EXCERTO DO TEXTO
☆ ☆ ☆ ☆ ☆ ☆ ☆
PHá alguma coisa que só possa ser encontrada em Marrocos e não em qualquer outra parte do mundo?

RApesar de cada país ter as suas preciosidades e segredos, Marrocos tem uma diversidade cultural e de paisagens inacreditável. A minha vinda para o país foi a consequência de uma série de decisões e adoro cá estar. Gosto das cores, da arquitectura, da abundância de vegetais e frutas, da simpatia e positivismo do povo, da luz, dos idiomas… Enfim, há por aqui uma espécie de ambiente mágico e isso é bom.

PJá alguma vez pensaste no que seria a tua vida, caso tivesses enveredado por outro caminho quando acabaste os estudos em Artes Visuais? Falo, por exemplo, de te teres mantido em Portugal e teres acabado numa qualquer empresa nacional. Como seria hoje esse João Leitão?

RSempre soube o que quis da vida, pelo que acabar numa qualquer empresa nacional nunca esteve nos meus planos. Não acabei onde estou por ordem do acaso, mas antes por decisão própria. Sempre planeei ter a minha própria liberdade laboral, até porque nunca me rendi à luta por algo que não fosse a minha independência. Se o João Leitão tivesse ficado em Portugal, hoje não seria uma pessoa muito diferente.

PNão sentes saudades de Portugal? Nunca pensaste voltar definitivamente?

RSou muito bom a aceitar onde estou. Saudade é uma palavra estranha para mim, já que me adapto facilmente aos locais por onde passo. Como não acredito que tudo seja definitivo na vida, Marrocos provavelmente também não será para sempre. Eu gosto muito de Portugal e aproveito ao máximo quando lá estou, mas será este o local para onde voltarei? Como não consigo antever a vida de uma forma tão simplista, pode ser que sim. Quem sabe!?

PÉs um homem dado a crenças? Qual é o peso que a meditação tem na tua vida e como é que isso te ajuda nas viagens?

RNão sou muito dado a crenças ou religiões, mas confesso que algumas vezes dou por mim a praticar algum tipo superstição ou ritual.

PQuem segue o teu percurso, sabe que és um homem de projectos e causas. Quais são as tuas verdadeiras causas?

RNa sequência de ter interiorizado demasiado as minhas causas, acho que neste momento estou até um pouco à deriva. Vejo frequentemente que aquilo em que acreditava, que demorou o seu tempo a construir, se tornou tão natural que neste momento é inato. E isto pode ser perigoso, já que posso perder as raízes do que me fez aquilo que sou. Dito isto, reconheço que ando num processo de entender, uma vez mais, o que me levou a ser a pessoa que hoje estás a entrevistar.

João Leitão com um casal de índio na Amazónia, no Brasil.
Encontro com uma tribo de índios na Amazónia brasileira, durante a volta ao mundo.
☆ ☆ ☆ ☆ ☆ ☆ ☆
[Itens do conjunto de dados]
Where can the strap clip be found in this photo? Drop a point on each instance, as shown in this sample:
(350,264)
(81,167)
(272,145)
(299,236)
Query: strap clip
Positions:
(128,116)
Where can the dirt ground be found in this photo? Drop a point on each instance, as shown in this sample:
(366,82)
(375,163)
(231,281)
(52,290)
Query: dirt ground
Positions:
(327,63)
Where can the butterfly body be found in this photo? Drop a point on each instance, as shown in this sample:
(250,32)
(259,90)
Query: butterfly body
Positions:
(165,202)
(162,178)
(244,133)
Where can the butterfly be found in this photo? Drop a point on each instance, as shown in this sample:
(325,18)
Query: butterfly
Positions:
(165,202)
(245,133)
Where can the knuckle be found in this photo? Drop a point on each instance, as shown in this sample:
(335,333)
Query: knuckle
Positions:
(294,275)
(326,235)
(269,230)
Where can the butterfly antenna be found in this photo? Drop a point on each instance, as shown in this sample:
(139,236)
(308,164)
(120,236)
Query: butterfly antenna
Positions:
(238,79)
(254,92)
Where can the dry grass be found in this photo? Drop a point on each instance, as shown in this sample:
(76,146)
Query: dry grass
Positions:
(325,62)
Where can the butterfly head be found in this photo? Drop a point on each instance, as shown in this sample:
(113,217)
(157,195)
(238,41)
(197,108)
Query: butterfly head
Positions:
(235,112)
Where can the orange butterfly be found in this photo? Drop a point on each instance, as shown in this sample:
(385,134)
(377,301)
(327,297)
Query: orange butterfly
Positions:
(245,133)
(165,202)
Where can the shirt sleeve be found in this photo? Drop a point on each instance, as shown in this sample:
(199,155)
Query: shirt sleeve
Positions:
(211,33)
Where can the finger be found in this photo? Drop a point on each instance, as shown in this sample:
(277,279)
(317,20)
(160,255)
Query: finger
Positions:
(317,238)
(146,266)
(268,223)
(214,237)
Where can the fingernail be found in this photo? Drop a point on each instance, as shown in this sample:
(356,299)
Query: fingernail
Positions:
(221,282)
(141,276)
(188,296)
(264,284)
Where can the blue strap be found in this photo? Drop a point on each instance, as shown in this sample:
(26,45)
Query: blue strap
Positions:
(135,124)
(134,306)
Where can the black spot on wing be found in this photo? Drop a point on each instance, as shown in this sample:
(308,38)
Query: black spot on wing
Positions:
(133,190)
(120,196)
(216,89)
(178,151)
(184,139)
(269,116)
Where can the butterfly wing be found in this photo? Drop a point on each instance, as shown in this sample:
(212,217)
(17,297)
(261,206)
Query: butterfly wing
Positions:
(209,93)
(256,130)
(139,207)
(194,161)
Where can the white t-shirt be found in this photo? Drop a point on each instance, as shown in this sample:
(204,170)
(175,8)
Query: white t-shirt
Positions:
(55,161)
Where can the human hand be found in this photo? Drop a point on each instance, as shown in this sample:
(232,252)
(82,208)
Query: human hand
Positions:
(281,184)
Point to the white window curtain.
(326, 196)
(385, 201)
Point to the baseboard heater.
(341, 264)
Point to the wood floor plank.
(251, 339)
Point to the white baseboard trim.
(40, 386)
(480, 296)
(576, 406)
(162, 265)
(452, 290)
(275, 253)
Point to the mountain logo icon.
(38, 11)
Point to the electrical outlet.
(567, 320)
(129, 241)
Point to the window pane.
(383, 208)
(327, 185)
☆ ☆ ☆ ☆ ☆ ☆ ☆
APLICAR A LEITURA
1. Transcreva da entrevista a João Leitão o trecho que vai de "PNão sentes saudades" até "superstição ou ritual.".
2. Diga se cada afirmação está de acordo com a entrevista a João Leitão, respondendo sim ou não e citando as palavras da entrevista que o decidem.
(a) João Leitão diz que a sua vinda para Marrocos resultou de uma série de decisões.
(b) João Leitão afirma que tem dificuldade em adaptar-se aos locais por onde passa.
(c) João Leitão declara ser muito dado a crenças e religiões.
3. Prossiga a entrevista a João Leitão a partir da última frase apresentada.
O material não tem relação com a entrevista.

RESPOSTAS
1.
PNão sentes saudades de Portugal? Nunca pensaste voltar definitivamente?

RSou muito bom a aceitar onde estou. Saudade é uma palavra estranha para mim, já que me adapto facilmente aos locais por onde passo. Como não acredito que tudo seja definitivo na vida, Marrocos provavelmente também não será para sempre. Eu gosto muito de Portugal e aproveito ao máximo quando lá estou, mas será este o local para onde voltarei? Como não consigo antever a vida de uma forma tão simplista, pode ser que sim. Quem sabe!?

PÉs um homem dado a crenças? Qual é o peso que a meditação tem na tua vida e como é que isso te ajuda nas viagens?

RNão sou muito dado a crenças ou religiões, mas confesso que algumas vezes dou por mim a praticar algum tipo superstição ou ritual.

2.
(a) Sim: "A minha vinda para o país foi a consequência de uma série de decisões"
(b) Não: "já que me adapto facilmente aos locais por onde passo"
(c) Não: "Não sou muito dado a crenças ou religiões"

3.
PJá alguma vez desenvolveste algum tipo de voluntariado em viagem? Achas isso importante no desenvolvimento de um indivíduo enquanto viajante?

RFiz várias acções de voluntariado com crianças em Portugal, mas sem ter que ver directamente com as viagens. No estrangeiro estive no Cazaquistão, onde desenvolvi duas acções de voluntariado com crianças: uma onde dei aulas de artes plásticas e outra onde ensinei inglês, numa espécie de campo de férias em Almaty, no sul do país. Não acho que este tipo de acções sejam importantes para o meu desenvolvimento enquanto viajante, mas enquanto pessoa, disso não tenho dúvidas. Dar é muito bom, tal como receber…

PNo que toca aos projectos onde estás envolvido, são conhecidos os vários sites sobre viagens, o Dar Rita – riad em estilo marroquino que funciona como hotel na cidade de Ouarzazate – ou as muitas expedições que organizas a Marrocos. Há algum destes projectos que te mereça mais carinho?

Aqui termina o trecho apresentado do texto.